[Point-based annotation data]

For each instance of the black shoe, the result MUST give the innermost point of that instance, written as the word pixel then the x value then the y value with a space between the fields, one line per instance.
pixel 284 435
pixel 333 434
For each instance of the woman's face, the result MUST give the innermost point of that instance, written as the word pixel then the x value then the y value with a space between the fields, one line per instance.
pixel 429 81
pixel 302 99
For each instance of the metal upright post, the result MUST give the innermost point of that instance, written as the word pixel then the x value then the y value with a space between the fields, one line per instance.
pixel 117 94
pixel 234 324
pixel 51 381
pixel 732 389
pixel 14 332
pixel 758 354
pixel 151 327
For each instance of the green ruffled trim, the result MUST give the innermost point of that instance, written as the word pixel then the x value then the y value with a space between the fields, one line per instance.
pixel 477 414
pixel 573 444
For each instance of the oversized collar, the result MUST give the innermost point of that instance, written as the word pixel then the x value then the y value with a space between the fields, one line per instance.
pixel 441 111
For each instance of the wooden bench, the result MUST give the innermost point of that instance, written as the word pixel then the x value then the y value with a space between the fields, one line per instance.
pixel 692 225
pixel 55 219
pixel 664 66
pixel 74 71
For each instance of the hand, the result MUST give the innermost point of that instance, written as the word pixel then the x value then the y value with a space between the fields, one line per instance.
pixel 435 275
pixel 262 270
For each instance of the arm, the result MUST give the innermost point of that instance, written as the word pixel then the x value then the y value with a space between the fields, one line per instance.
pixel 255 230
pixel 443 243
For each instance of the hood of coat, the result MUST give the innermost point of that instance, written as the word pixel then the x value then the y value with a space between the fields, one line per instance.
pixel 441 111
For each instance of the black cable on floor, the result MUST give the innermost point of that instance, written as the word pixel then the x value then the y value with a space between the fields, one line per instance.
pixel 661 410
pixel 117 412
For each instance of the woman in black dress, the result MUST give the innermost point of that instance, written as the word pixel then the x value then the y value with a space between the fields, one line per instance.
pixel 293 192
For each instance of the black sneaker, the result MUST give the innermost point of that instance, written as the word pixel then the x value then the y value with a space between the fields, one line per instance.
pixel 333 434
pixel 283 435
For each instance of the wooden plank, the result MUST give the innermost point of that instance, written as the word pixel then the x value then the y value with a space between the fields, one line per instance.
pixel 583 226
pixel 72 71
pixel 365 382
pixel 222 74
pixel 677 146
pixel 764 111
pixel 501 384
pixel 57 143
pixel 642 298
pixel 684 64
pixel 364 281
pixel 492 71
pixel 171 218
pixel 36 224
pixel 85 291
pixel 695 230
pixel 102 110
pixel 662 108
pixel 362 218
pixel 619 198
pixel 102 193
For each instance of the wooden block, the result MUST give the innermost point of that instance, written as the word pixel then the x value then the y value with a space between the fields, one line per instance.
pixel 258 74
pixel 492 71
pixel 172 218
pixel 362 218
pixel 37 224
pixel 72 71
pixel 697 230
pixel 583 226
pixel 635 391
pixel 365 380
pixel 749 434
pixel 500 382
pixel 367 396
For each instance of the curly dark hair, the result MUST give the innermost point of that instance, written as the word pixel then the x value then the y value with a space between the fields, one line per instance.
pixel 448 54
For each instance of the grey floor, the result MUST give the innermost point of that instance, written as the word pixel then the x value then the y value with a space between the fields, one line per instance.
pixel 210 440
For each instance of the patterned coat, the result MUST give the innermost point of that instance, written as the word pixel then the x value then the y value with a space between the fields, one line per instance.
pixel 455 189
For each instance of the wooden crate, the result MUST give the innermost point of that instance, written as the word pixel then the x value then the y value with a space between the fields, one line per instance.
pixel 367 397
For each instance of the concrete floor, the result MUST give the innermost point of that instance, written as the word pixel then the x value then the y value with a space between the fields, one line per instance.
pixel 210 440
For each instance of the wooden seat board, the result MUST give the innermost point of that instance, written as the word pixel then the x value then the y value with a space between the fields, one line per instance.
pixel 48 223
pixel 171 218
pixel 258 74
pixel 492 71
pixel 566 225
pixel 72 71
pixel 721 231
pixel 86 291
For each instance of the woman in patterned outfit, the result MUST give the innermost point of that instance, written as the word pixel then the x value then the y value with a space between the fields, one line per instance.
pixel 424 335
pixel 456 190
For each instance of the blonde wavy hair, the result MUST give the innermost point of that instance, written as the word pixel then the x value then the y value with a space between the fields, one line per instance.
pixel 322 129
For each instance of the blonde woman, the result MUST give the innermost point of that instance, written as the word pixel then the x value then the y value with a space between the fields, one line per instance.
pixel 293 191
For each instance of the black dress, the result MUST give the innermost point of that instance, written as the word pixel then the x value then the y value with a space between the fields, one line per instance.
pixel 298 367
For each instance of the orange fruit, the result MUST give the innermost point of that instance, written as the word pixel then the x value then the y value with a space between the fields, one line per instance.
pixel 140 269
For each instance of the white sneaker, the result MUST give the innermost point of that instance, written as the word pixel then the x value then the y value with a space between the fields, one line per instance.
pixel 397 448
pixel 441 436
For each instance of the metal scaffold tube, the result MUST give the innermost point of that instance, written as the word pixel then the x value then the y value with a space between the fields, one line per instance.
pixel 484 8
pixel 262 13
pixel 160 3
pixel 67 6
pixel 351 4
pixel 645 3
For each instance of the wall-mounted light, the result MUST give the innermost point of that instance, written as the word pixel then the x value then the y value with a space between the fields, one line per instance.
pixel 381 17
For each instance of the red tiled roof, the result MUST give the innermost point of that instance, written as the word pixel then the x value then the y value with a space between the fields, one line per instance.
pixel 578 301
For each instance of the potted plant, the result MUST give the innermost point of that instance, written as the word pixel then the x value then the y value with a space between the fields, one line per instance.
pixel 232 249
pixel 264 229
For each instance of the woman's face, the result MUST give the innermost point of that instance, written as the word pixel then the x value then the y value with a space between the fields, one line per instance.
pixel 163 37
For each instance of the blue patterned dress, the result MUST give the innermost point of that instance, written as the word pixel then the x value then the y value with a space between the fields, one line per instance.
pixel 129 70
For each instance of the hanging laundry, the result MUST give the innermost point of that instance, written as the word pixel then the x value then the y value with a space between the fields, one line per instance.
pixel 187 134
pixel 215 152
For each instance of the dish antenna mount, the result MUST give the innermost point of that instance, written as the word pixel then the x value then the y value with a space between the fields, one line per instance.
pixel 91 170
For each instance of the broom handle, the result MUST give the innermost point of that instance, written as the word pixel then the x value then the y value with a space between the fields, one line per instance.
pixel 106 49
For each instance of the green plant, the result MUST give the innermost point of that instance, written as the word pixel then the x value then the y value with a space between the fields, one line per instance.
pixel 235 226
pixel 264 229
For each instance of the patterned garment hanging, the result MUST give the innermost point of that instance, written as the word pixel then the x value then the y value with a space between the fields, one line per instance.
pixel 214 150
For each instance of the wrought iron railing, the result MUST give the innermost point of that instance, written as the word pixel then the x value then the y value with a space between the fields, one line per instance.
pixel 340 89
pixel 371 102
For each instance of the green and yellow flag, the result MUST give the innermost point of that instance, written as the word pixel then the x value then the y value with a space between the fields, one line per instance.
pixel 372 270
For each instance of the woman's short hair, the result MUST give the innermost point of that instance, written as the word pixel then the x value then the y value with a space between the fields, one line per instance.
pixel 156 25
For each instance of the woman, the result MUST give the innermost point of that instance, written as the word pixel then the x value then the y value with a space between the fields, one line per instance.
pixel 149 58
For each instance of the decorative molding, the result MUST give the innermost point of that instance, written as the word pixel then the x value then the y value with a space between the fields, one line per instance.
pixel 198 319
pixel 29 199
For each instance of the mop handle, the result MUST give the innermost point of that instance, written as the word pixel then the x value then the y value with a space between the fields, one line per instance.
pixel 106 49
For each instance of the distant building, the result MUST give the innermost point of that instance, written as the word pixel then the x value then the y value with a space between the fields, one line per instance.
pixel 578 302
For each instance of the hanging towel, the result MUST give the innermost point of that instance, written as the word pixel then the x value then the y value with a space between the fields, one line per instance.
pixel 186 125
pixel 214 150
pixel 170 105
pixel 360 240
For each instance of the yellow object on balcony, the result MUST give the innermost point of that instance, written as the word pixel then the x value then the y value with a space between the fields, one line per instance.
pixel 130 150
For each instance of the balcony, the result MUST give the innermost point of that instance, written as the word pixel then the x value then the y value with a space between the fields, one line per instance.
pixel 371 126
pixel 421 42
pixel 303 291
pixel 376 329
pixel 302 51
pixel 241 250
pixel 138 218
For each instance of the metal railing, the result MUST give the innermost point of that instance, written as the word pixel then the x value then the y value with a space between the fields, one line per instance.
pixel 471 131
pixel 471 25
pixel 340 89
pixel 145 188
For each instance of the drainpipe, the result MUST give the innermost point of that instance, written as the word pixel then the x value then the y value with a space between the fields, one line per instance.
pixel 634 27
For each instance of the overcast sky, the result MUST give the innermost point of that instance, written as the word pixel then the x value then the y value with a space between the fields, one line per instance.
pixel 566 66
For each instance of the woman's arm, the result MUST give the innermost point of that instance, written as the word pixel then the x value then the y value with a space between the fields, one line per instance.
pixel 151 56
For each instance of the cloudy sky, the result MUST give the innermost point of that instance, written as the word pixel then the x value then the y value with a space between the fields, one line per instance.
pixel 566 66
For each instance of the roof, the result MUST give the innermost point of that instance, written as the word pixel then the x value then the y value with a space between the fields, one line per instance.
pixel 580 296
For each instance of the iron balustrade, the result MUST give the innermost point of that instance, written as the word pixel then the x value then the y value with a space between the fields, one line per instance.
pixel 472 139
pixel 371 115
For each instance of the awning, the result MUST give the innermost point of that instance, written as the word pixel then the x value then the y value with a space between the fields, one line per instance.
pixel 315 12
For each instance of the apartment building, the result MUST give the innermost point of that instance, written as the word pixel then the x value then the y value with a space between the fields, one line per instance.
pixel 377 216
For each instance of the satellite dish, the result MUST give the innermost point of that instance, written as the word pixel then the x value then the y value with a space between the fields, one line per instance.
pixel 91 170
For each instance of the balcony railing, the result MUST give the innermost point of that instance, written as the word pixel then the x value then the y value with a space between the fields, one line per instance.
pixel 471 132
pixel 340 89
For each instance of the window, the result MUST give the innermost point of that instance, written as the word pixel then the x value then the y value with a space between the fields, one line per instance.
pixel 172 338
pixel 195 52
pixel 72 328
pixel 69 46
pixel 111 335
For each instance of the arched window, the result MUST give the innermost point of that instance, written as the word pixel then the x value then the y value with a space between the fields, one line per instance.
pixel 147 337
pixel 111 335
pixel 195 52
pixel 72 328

--

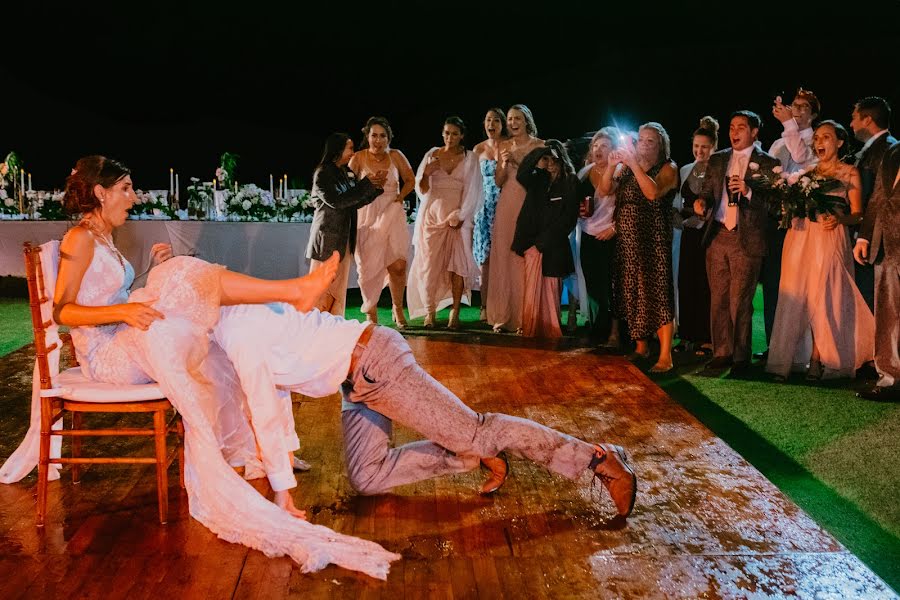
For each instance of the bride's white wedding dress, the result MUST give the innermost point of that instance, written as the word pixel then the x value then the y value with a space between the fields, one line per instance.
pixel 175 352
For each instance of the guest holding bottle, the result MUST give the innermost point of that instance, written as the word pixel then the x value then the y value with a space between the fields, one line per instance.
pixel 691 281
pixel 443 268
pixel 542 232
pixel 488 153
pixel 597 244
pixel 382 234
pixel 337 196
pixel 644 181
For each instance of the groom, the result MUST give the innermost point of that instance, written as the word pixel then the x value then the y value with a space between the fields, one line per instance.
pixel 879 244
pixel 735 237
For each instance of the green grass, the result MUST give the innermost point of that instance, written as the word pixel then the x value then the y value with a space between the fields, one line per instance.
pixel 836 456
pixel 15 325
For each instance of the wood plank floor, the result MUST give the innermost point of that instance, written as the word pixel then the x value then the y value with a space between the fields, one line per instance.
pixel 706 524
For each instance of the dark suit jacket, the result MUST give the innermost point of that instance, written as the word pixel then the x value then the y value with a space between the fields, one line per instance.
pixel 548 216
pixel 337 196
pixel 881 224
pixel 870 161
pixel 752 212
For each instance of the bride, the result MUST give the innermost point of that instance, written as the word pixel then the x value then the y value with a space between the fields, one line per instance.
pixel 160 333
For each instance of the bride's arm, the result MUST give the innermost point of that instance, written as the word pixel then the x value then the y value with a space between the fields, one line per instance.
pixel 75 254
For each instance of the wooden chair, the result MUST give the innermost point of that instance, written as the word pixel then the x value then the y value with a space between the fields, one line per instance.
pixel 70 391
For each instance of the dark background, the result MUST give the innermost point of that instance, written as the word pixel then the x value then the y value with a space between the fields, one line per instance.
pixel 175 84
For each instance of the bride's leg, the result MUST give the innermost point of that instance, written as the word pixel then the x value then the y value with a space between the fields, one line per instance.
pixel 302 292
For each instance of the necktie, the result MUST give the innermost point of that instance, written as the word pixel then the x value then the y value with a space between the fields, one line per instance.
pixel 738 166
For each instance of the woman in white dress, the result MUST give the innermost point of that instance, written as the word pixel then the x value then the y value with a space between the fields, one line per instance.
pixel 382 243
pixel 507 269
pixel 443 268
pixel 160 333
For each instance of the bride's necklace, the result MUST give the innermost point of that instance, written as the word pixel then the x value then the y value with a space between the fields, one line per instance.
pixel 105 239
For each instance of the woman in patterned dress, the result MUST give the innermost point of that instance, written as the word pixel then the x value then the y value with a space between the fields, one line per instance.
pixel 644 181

= WHAT YOU ARE ASKED TO DO =
List every line of the listing that contains the word "window". Matching is case-sensitive.

= FINISHED TASK =
For each instance of the window, the result MUST give the innermost point of that instance, written as the word pixel then the x value then the y value with a space between the fields, one line per instance.
For each instance of the arched window, the result MUST give the innermost point of that instance, written as the word pixel then the x value then the y value with a space between the fields, one line per instance.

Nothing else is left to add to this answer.